* [EXERCISE TEXT]

☆ ☆ ☆ ☆

Complexity reduction was conducted through a PstI/TaqI based method developed by Sansaloni et al. (2010), using enzymatic breakdown to select for more active genomic regions, and importantly, remove repeat sequences typical of polyploidy genomes such as eucalyptus.
Next Generation Sequencing (NGS), was used to detect SNP polymorphisms across the genome of each sample against a library developed for eucalypts (Sansaloni et al. 2010) detecting dominant, biallelic SNP loci. Descriptive polymorphic SNP loci were sequenced across the genome of all leaf samples, using the DArTseq microarray at a ‘high intensity’ run. These SNP loci are bi-allelic, with results measuring the presence or absence of a polymorphism (SNP) at a specific SNP site on the genome. Sequencing was carried out on an Illumina HiSeq 2,500 using 75-cycle single end reads. Raw reads were processed using DArT's proprietary variant calling pipeline, DArTsoft-14.
Data analysis
We filtered the primary dataset at a stringent level to ensure only high-quality markers were retained, and therefore genotypes were accurate. Loci were filtered in DartR and the final dataset included only those loci that had a read depth of ≥ 20, a call rate of ≥ 0.9, a minor allele frequency of ≥ 0.05, and a reproducibility rate of ≥ 0.99.

☆ ☆ ☆ ☆

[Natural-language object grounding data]
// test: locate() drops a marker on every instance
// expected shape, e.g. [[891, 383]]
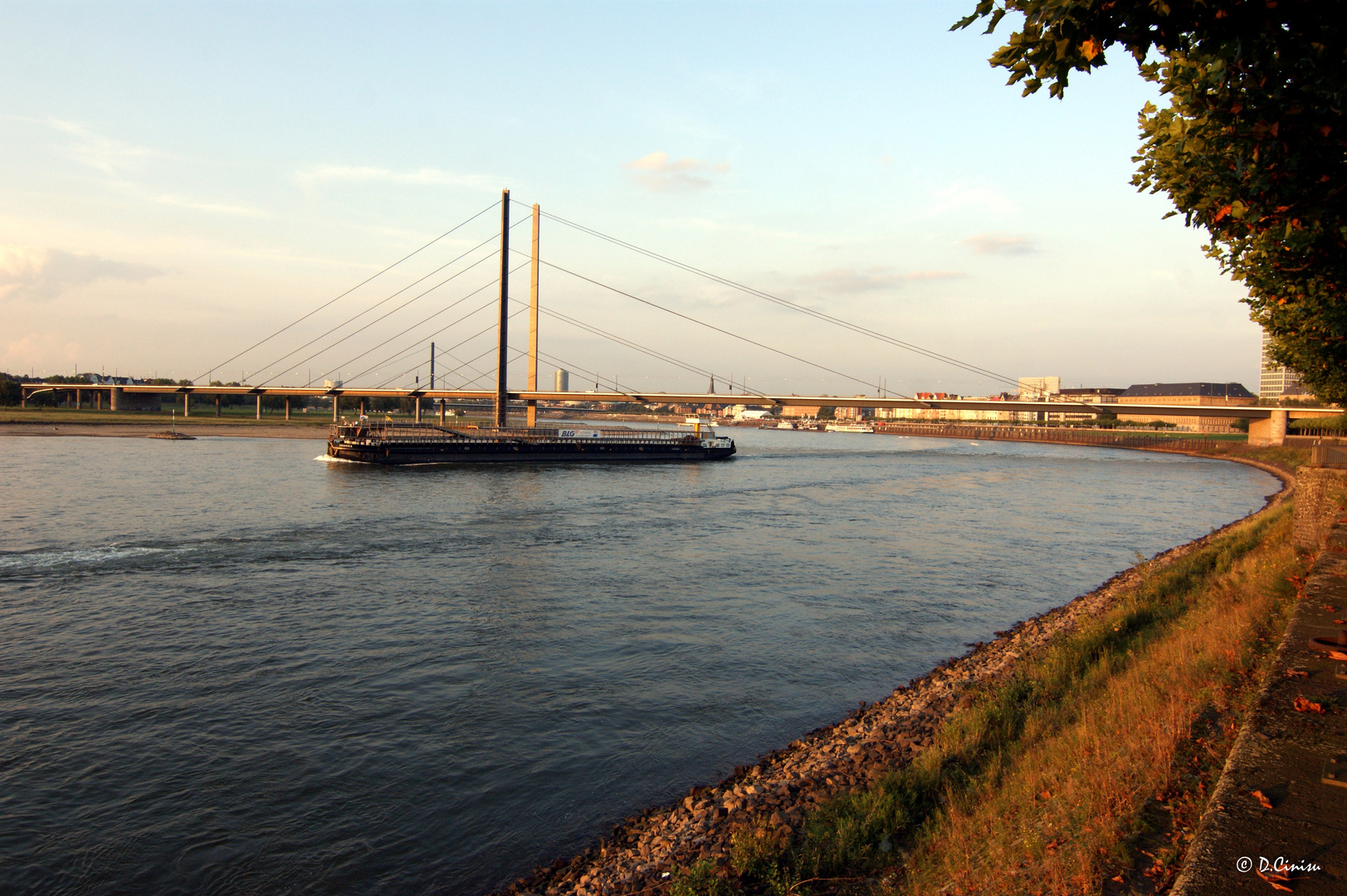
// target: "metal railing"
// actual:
[[1051, 436], [422, 433]]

☆ ☆ ☆ ☆

* [PROBLEMS AND TASKS]
1 > In the passage on eucalyptus SNP genotyping, what pipeline processed the raw reads?
2 > Summarize the passage on eucalyptus SNP genotyping in two sentences.
3 > Write the next part of the passage on eucalyptus SNP genotyping, starting after its final sentence.

* [ANSWERS FOR THE TASKS]
1 > DArT's proprietary variant calling pipeline, DArTsoft-14.

2 > After complexity reduction with a PstI/TaqI method that removed repeat sequences, Next Generation Sequencing on an Illumina HiSeq 2,500 detected biallelic SNP loci in each sample against a eucalypt library. The loci were then filtered in DartR to keep only those with a read depth of at least 20, a call rate of at least 0.9, a minor allele frequency of at least 0.05, and a reproducibility rate of at least 0.99.

3 >
To analyse population structure, we calculated pairwise FST in Dart R (Gruber et al. 2018), and conducted a Bayesian cluster analysis in the software ParallelStructure 2.3.4 on the CIPRES portal (Miller et al. 2015) to identify the number of genetic clusters in the dataset. We used the admixture model of ancestry with correlated allele frequencies, a burn-in length of 80,000 followed by 120,000 MCMC reps after burn-in, and we conducted 5 iterations each of K=1 to K=10. To estimate the number of genetic clusters, we used the Puechmaille method (Puechmaille 2016) on StructureSelector (Li & Liu 2018), which calculates MedMeaK, MaxMeaK, MedMedK, and MaxMedK. While StructureSelector also presents the results of ΔK using the Evanno method (Evanno et al. 2005), these results were discarded because ΔK is strongly affected by uneven sample sizes and shouldn’t be used to infer the number of subpopulations when sampling is uneven (Puechmaille 2016). In contrast, the four new estimators of the number of clusters used in the Puechmaille method are much less sensitive to uneven sampling regimes, and have been shown to consistently outperform other methods of genetic cluster membership across all simulations (Puechmaille 2016).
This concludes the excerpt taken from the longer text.